Figure 1. A phased plot of an eclipsing binary. Only the data from the first session is used here.
An alias for a period is another period where the data seemingly fits as well, or nearly so, as the original period. The most common encounter with aliasing is when you observe a target at regular intervals and the period has an even or half multiple that is almost exactly the interval between observing sessions. For example, if you work a target that has a period of 8 hours and you start observing at almost exactly the same time each night, you’re observing the same part of the curve each night. That’s because you are observing the target at the start of its fourth cycle from the original point in the curve. The same general idea holds true if the period is 4 or 6 hours. There’s an example of this below.
Another time you’ll run into aliasing is when you’re working a target with a symmetrical curve, i.e., one where it is very hard to tell one maximum/minimum pair from the other, and the interval between observations is a half multiple of the period. For example, say you are working a target with a period of 5.33333 hours. If the observing interval is 24 hours, then the target has gone through 4.5 cycles. If the curve is symmetrical, you don’t know – unless you get enough data on a single night – which part of the curve you’re working. Since 5.3333 hours is probably short enough to get enough data in a single run, try a period of 16 hours. If session two is a multiple of 24 hours later, then you’re working the other half of the curve.

### Work to do
[1] Reproduce verbatim the passage on period aliasing from "An alias for" up to and including "of this below.".
[2] In the passage on period aliasing, how many cycles does a target with a period of 5.33333 hours complete over a 24-hour observing interval?
[3] List every length of time given in hours in the passage on period aliasing, with each number in the form the passage uses.
The listing is not required for any of this work.

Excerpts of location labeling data
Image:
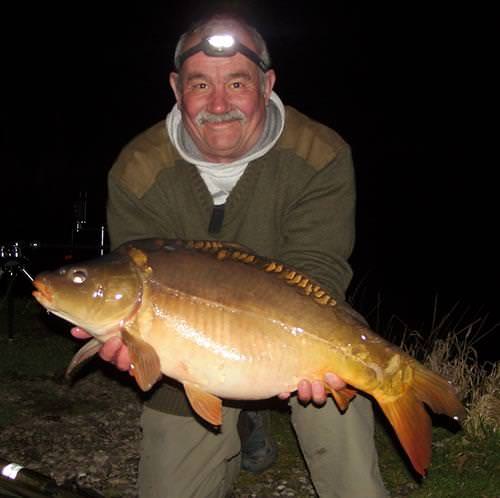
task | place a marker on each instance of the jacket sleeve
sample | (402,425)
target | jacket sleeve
(319,225)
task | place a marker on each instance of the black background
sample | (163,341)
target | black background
(410,85)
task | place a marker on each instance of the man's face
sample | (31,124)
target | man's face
(223,102)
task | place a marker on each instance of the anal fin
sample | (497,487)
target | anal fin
(145,363)
(206,405)
(413,427)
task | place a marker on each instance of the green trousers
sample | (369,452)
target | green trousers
(182,458)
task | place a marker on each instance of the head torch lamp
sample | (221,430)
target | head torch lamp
(221,46)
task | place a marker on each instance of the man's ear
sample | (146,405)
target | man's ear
(269,81)
(174,84)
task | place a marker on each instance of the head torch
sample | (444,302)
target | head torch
(221,46)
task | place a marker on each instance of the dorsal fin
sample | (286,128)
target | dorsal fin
(236,252)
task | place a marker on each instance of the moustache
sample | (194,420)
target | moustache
(207,117)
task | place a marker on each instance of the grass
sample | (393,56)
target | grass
(465,463)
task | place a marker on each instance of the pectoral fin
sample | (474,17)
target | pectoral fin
(145,363)
(343,397)
(82,355)
(206,405)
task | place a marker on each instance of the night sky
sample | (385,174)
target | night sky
(410,87)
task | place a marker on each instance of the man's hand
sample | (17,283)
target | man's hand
(113,350)
(315,391)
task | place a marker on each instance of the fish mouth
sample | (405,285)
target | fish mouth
(43,293)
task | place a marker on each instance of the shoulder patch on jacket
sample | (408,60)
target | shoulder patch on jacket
(141,160)
(315,143)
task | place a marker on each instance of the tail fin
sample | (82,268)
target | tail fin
(410,420)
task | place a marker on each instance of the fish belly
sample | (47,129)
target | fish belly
(232,353)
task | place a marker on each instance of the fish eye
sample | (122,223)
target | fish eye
(79,276)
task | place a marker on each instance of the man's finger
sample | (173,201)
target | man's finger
(318,393)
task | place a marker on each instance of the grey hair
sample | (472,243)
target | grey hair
(207,25)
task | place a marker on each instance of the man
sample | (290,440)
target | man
(232,163)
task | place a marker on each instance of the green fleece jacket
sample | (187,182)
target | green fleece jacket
(295,204)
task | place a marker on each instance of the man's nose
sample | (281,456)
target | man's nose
(219,102)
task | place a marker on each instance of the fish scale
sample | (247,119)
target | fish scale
(228,323)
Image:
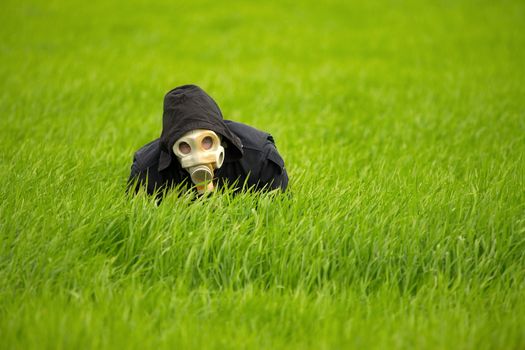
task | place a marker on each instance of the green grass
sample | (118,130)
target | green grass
(402,125)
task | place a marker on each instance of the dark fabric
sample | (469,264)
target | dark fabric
(251,161)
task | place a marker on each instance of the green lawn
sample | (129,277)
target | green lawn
(402,124)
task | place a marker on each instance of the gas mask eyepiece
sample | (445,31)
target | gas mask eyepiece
(200,152)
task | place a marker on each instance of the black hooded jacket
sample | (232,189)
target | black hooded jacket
(251,158)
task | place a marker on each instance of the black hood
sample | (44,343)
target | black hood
(187,108)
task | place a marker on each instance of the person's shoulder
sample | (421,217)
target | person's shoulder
(251,137)
(147,156)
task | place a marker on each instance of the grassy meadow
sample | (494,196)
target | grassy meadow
(402,124)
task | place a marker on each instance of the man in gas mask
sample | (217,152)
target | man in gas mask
(200,149)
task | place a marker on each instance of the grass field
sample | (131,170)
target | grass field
(402,124)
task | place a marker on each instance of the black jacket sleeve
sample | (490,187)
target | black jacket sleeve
(273,173)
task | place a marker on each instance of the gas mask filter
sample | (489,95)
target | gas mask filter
(200,153)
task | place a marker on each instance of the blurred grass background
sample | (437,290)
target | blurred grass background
(402,126)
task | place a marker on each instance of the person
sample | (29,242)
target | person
(201,150)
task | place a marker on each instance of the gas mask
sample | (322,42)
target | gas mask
(200,153)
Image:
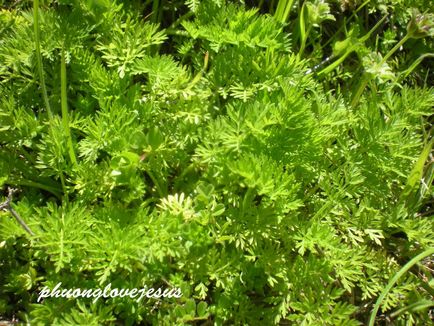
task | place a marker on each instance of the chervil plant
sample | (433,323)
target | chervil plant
(272,159)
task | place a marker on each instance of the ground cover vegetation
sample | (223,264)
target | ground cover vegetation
(270,158)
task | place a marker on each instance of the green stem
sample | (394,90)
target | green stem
(396,47)
(303,41)
(283,9)
(28,183)
(39,57)
(156,11)
(366,78)
(64,104)
(359,92)
(394,279)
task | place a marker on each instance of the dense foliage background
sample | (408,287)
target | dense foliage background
(270,158)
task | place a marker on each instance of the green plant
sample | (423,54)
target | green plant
(209,146)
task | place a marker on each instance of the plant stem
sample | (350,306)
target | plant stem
(64,104)
(394,279)
(39,57)
(7,207)
(283,9)
(366,78)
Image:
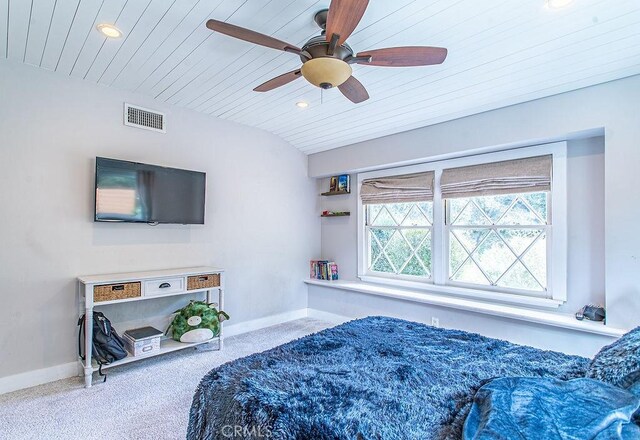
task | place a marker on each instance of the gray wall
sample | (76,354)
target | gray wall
(611,108)
(261,224)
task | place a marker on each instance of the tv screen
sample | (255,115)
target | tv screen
(141,193)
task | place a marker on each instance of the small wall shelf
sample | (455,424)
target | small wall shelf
(335,193)
(337,214)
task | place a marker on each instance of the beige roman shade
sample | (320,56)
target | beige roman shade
(398,189)
(532,174)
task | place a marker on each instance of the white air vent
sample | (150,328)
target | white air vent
(135,116)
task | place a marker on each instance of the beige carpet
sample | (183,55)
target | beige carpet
(144,400)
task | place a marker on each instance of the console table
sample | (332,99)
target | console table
(98,290)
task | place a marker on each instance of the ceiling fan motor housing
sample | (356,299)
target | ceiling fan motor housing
(324,70)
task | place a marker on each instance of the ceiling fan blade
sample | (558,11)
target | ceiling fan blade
(344,16)
(408,56)
(278,81)
(251,36)
(354,90)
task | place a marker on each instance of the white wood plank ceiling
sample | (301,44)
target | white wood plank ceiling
(501,52)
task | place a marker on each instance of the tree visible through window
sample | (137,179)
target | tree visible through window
(499,240)
(399,238)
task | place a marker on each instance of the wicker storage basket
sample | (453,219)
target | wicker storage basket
(111,292)
(203,281)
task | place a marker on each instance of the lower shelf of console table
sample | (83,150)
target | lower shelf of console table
(167,345)
(102,290)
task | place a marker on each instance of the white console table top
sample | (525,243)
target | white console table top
(151,274)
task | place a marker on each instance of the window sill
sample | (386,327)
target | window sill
(469,293)
(536,316)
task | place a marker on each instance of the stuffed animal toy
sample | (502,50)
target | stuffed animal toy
(197,322)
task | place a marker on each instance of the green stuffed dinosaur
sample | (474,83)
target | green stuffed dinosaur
(197,322)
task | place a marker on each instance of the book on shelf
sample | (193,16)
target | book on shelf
(323,270)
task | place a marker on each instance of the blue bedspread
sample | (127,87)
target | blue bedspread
(543,408)
(374,378)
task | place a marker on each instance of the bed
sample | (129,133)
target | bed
(373,378)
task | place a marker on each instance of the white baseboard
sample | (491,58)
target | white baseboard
(327,316)
(260,323)
(37,377)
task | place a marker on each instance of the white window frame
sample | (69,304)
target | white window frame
(556,293)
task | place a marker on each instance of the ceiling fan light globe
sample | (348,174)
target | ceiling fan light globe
(324,72)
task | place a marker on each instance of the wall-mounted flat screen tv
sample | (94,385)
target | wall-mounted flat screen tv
(141,193)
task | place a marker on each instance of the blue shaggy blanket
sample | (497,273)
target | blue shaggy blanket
(374,378)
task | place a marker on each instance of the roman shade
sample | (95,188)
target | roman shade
(531,174)
(398,189)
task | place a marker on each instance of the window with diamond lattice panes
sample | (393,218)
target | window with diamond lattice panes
(499,240)
(399,238)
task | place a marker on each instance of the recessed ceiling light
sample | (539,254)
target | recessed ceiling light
(109,30)
(557,4)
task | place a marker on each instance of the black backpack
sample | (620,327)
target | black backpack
(107,345)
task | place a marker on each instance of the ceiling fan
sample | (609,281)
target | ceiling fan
(327,58)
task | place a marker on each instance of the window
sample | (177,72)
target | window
(399,238)
(499,241)
(491,225)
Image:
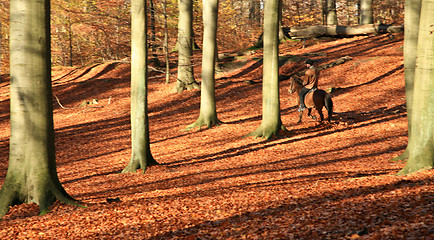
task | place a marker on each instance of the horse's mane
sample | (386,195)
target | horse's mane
(297,79)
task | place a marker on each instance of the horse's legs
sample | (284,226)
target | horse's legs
(321,116)
(300,114)
(309,113)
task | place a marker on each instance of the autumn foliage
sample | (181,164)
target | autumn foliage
(316,181)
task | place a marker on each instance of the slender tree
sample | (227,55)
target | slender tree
(411,34)
(141,156)
(271,120)
(166,42)
(208,113)
(421,141)
(31,175)
(185,47)
(366,13)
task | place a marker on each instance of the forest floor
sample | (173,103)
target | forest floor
(314,181)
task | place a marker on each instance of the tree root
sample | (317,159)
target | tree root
(266,132)
(202,121)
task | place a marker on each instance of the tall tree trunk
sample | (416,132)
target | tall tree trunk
(411,34)
(331,16)
(141,156)
(166,42)
(255,12)
(366,12)
(31,175)
(421,142)
(271,121)
(208,113)
(185,49)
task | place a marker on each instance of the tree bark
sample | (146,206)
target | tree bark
(411,34)
(31,175)
(185,50)
(141,156)
(421,142)
(320,30)
(208,113)
(366,13)
(331,16)
(271,120)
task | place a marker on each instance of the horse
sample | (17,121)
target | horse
(318,99)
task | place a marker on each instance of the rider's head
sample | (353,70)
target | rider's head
(309,62)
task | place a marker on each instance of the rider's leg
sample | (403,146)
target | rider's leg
(303,92)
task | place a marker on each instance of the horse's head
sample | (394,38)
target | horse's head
(294,84)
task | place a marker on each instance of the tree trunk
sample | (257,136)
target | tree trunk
(141,156)
(366,13)
(331,16)
(411,34)
(255,12)
(271,121)
(31,175)
(185,51)
(421,142)
(318,31)
(166,42)
(208,113)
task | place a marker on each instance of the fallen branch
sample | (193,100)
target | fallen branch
(85,104)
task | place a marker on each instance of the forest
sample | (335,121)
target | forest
(167,119)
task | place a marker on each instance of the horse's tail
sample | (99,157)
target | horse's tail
(329,105)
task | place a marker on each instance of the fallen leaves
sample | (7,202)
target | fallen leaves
(316,181)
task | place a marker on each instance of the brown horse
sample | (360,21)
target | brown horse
(318,99)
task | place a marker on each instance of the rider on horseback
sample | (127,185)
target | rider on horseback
(310,82)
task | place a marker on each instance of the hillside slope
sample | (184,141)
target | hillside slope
(315,181)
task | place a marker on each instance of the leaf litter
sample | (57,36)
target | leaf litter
(314,181)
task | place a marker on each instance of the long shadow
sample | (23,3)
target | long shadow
(347,89)
(249,69)
(361,219)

### Complete answers
[1]
An alias for a period is another period where the data seemingly fits as well, or nearly so, as the original period. The most common encounter with aliasing is when you observe a target at regular intervals and the period has an even or half multiple that is almost exactly the interval between observing sessions. For example, if you work a target that has a period of 8 hours and you start observing at almost exactly the same time each night, you’re observing the same part of the curve each night. That’s because you are observing the target at the start of its fourth cycle from the original point in the curve. The same general idea holds true if the period is 4 or 6 hours. There’s an example of this below.

[2] 4.5 cycles.

[3] 8 hours, 4 hours, 6 hours, 5.33333 hours, 24 hours, 5.3333 hours, 16 hours